> [Page]:
··········

Barriers and US society - church and border

My grandfather was a member of the New Hampshire House of Representatives in 1867 and I have before me, as I write, his Manual of Rules, with ''Benj. F. Lang'' embossed in gold on the cover. He represented the town of Lee and boarded at the American House while at Concord. Andrew Jackson was President but was in some danger of impeachment.

Lang's legislative manual reprints the state and national constitutions, right down to the 13th Amendment of the US Constitution, abolishing slavery. The manual carefully hyphenates New-Hampshire throughout. According to the 1860 census the country has 31 million people. What surprises me is Rule 29 of the Senate Constitution, which lists qualifications for membership. It says: ''Provided, nevertheless, That no person shall be capable of being elected a Senator who is not of the Protestant religion. . . .'' The same religious qualification affects the governor, too, who is debarred from service ''unless he shall be of the Protestant religion'' (Page 37, Article 42).

Religious qualifications are, of course, long since gone and forgotten. To be reminded of them is a shock, and it brings back all sorts of dim echoes of Puritanism, Old World battles for mastery, and the settling of a continent. We still have language and ethnicity problems, though, but of a different sort. For two years the 98th Congress has been arguing amendments to the basic immigration law and has been unable to reach agreement. Watching the ebb and flow of sentiment in Washington, I have an impression that this may be a milestone, that this is a last attempt to control by one sort of approach.

America has never quite known how to deal with immigrants. The Statue of Liberty welcomes them. But now there is also unemployment. The world is filling up. There is talk about comparative population growth in nearly every quarter of the globe. The United States is the wealthiest nation and we spend trillions in armaments to protect against foreign attack. But a quiet invasion of illegal immigrants is going on, and the nation knows about it. Battleships may keep off hostile submarines, but the illegal alien slips quietly over the border.

··········

> [Entries shown]:

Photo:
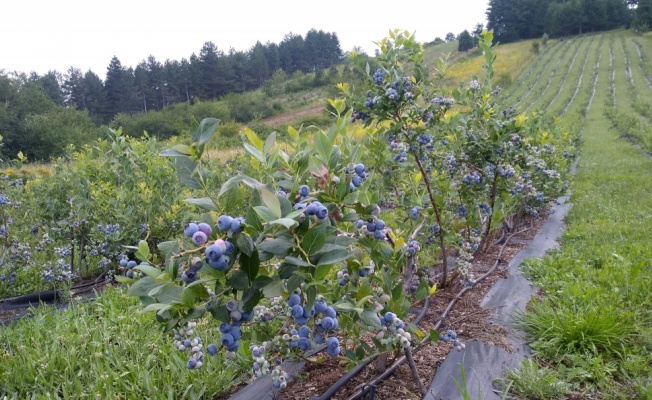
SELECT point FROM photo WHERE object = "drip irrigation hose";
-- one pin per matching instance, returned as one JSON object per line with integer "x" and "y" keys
{"x": 363, "y": 389}
{"x": 355, "y": 371}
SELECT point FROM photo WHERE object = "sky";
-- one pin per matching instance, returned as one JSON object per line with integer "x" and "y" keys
{"x": 43, "y": 35}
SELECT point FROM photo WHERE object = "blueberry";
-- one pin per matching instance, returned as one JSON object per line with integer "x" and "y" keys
{"x": 199, "y": 238}
{"x": 213, "y": 252}
{"x": 204, "y": 227}
{"x": 322, "y": 212}
{"x": 330, "y": 312}
{"x": 294, "y": 300}
{"x": 224, "y": 222}
{"x": 190, "y": 229}
{"x": 390, "y": 317}
{"x": 236, "y": 224}
{"x": 320, "y": 306}
{"x": 227, "y": 339}
{"x": 304, "y": 190}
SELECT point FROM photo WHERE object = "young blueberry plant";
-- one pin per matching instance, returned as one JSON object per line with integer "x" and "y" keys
{"x": 461, "y": 163}
{"x": 291, "y": 255}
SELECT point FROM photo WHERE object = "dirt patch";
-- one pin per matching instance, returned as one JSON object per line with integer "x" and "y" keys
{"x": 467, "y": 318}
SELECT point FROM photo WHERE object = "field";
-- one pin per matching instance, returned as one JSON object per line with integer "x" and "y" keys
{"x": 590, "y": 328}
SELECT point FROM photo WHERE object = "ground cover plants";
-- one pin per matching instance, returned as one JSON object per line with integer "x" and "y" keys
{"x": 593, "y": 325}
{"x": 295, "y": 252}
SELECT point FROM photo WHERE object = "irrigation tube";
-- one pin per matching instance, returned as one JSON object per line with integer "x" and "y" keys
{"x": 355, "y": 371}
{"x": 370, "y": 386}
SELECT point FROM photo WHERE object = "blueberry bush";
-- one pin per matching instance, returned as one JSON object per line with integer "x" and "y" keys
{"x": 315, "y": 240}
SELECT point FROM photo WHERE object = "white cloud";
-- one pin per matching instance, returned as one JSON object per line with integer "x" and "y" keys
{"x": 39, "y": 36}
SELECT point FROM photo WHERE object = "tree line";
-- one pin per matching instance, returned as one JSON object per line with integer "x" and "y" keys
{"x": 212, "y": 73}
{"x": 514, "y": 20}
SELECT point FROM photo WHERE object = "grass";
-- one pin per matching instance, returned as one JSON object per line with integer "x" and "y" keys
{"x": 594, "y": 326}
{"x": 104, "y": 349}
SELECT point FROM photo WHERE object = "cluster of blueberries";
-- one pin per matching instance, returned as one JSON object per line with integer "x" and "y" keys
{"x": 184, "y": 341}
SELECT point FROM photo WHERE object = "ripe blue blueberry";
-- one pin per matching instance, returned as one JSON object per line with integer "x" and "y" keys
{"x": 199, "y": 238}
{"x": 304, "y": 344}
{"x": 204, "y": 227}
{"x": 224, "y": 222}
{"x": 297, "y": 311}
{"x": 294, "y": 300}
{"x": 219, "y": 263}
{"x": 390, "y": 317}
{"x": 330, "y": 312}
{"x": 213, "y": 252}
{"x": 322, "y": 212}
{"x": 227, "y": 339}
{"x": 225, "y": 327}
{"x": 304, "y": 190}
{"x": 190, "y": 229}
{"x": 236, "y": 224}
{"x": 320, "y": 306}
{"x": 229, "y": 248}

··········

> [Set task]: Copy word for word the part of the essay on church and border that begins with the words "America has never" and ends with "over the border.".

> [The completed task]:
America has never quite known how to deal with immigrants. The Statue of Liberty welcomes them. But now there is also unemployment. The world is filling up. There is talk about comparative population growth in nearly every quarter of the globe. The United States is the wealthiest nation and we spend trillions in armaments to protect against foreign attack. But a quiet invasion of illegal immigrants is going on, and the nation knows about it. Battleships may keep off hostile submarines, but the illegal alien slips quietly over the border.